What you need to do:
Copy out every line of the records where the string "below" occurs.

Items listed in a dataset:
"""

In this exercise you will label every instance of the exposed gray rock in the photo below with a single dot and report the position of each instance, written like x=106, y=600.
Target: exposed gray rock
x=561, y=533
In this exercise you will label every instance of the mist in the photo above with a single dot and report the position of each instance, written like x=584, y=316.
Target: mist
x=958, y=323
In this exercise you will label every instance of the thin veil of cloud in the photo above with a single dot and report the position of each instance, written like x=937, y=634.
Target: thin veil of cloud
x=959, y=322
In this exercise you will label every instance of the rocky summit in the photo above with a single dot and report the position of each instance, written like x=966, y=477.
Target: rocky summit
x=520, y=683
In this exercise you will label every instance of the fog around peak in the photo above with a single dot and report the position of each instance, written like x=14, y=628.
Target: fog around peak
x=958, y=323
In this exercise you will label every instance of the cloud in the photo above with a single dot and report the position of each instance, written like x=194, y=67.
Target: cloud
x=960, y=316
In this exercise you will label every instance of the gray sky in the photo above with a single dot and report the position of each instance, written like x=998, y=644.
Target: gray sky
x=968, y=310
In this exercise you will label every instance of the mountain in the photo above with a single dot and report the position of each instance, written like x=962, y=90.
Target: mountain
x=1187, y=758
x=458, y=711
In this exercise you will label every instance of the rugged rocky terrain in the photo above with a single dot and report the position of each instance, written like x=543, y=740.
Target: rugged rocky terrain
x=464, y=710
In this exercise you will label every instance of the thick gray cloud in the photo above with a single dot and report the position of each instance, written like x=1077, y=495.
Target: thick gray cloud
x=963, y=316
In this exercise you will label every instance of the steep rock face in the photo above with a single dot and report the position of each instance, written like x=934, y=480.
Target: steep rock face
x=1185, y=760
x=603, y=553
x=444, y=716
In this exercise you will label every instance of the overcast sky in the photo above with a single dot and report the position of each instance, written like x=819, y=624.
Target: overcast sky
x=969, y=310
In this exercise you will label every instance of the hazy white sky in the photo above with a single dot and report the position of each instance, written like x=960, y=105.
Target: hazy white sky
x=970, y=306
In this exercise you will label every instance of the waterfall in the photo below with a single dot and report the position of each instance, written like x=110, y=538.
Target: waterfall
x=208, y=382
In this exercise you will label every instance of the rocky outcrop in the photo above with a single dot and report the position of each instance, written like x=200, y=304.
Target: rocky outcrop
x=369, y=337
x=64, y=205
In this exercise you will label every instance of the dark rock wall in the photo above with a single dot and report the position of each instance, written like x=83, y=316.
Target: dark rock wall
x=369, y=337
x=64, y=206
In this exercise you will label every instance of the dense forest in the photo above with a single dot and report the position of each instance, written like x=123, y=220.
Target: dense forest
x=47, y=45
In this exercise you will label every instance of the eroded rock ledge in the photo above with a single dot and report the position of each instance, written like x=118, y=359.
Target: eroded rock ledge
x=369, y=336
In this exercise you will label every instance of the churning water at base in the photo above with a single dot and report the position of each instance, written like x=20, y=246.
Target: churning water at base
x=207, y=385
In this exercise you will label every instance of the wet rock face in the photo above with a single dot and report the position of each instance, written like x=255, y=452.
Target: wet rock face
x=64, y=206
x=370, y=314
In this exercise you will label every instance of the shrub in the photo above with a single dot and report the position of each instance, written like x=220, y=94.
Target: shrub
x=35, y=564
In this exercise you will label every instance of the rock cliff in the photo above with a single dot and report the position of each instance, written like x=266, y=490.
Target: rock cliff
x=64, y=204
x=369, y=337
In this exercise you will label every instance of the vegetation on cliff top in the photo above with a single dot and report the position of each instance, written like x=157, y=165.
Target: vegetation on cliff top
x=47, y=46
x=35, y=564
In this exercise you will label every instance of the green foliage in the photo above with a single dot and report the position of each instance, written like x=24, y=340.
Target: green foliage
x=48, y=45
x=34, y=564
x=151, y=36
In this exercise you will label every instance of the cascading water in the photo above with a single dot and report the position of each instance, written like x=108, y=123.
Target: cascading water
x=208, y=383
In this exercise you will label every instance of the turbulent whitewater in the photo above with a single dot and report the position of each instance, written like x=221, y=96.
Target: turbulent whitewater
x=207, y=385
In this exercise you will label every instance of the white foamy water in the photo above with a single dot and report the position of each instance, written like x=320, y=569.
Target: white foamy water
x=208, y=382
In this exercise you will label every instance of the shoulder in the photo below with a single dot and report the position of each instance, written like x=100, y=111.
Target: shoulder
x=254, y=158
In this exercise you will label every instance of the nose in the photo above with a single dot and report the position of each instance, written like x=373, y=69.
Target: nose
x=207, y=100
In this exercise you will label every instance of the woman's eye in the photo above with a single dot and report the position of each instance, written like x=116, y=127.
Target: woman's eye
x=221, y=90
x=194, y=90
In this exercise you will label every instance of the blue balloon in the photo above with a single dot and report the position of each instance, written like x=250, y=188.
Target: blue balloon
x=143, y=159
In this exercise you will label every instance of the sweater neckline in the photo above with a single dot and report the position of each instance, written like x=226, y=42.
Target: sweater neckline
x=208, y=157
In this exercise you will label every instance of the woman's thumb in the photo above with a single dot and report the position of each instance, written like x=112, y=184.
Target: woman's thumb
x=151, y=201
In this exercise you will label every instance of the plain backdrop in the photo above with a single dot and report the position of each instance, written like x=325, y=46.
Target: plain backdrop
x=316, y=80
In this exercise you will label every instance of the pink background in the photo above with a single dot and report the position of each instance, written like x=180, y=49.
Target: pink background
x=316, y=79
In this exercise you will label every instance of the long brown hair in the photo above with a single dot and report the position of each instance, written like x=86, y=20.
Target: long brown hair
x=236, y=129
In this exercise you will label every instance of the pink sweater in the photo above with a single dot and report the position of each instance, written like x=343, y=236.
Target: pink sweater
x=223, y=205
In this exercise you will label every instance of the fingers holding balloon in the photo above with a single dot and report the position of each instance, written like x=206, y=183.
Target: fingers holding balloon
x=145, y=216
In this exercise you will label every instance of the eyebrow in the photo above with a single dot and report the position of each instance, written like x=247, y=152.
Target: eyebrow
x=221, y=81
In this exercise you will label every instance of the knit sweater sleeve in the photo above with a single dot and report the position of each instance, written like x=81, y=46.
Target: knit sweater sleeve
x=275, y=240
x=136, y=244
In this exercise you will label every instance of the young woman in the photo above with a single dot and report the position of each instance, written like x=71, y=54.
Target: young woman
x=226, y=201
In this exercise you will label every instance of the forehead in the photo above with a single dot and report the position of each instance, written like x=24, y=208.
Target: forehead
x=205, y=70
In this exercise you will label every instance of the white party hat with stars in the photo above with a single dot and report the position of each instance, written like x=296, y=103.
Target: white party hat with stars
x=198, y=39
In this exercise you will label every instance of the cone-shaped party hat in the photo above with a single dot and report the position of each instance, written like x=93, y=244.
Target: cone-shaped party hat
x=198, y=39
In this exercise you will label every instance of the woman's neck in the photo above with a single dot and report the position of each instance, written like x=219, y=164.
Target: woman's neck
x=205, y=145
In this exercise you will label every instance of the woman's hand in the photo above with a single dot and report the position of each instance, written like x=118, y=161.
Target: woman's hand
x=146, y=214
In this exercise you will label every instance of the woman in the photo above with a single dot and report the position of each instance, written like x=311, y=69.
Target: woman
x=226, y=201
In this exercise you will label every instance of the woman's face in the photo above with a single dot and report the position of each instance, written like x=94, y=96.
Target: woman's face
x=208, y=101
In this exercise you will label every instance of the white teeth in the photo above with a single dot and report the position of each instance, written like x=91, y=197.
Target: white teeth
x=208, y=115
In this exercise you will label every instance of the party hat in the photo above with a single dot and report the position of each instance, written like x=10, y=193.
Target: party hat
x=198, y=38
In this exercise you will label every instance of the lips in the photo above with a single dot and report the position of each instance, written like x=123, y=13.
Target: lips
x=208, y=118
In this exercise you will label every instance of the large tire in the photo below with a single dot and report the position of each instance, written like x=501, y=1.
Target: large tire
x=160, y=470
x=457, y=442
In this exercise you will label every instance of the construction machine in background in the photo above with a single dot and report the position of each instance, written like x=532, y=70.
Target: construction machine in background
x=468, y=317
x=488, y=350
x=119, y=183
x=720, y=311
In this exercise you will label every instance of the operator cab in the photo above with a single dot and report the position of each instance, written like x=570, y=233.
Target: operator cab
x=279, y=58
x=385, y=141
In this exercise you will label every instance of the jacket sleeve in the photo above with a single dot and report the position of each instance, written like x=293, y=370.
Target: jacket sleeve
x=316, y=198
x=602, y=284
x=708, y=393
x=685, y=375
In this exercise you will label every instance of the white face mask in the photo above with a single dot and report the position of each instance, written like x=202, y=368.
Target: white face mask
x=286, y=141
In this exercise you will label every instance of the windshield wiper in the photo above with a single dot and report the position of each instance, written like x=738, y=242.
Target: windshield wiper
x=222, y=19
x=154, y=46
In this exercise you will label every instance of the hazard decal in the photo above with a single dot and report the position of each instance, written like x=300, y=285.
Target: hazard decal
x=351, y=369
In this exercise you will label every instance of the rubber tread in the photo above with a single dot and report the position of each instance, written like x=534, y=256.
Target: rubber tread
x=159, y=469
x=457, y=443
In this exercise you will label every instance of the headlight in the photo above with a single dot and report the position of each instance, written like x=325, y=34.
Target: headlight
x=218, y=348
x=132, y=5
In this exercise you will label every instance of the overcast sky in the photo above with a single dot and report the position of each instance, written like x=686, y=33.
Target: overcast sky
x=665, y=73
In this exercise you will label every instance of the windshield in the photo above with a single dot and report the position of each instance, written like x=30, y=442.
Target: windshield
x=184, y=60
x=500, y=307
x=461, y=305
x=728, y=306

"""

Exercise answer:
In this exercise you will label every instance of the exposed gray rock in the photo below with a single dot and report the position of each instance, written like x=106, y=600.
In this exercise you will label every instance of the waterfall in the photo below with a single dot and report the position of each instance, written like x=110, y=538.
In this exercise you will label every instance of the shoulder in the photo below with a single dot and report the position of each instance, written like x=100, y=111.
In this exercise you will label every instance of the large tire in the photo below with a single dot and report the position of each instance, written like x=501, y=1.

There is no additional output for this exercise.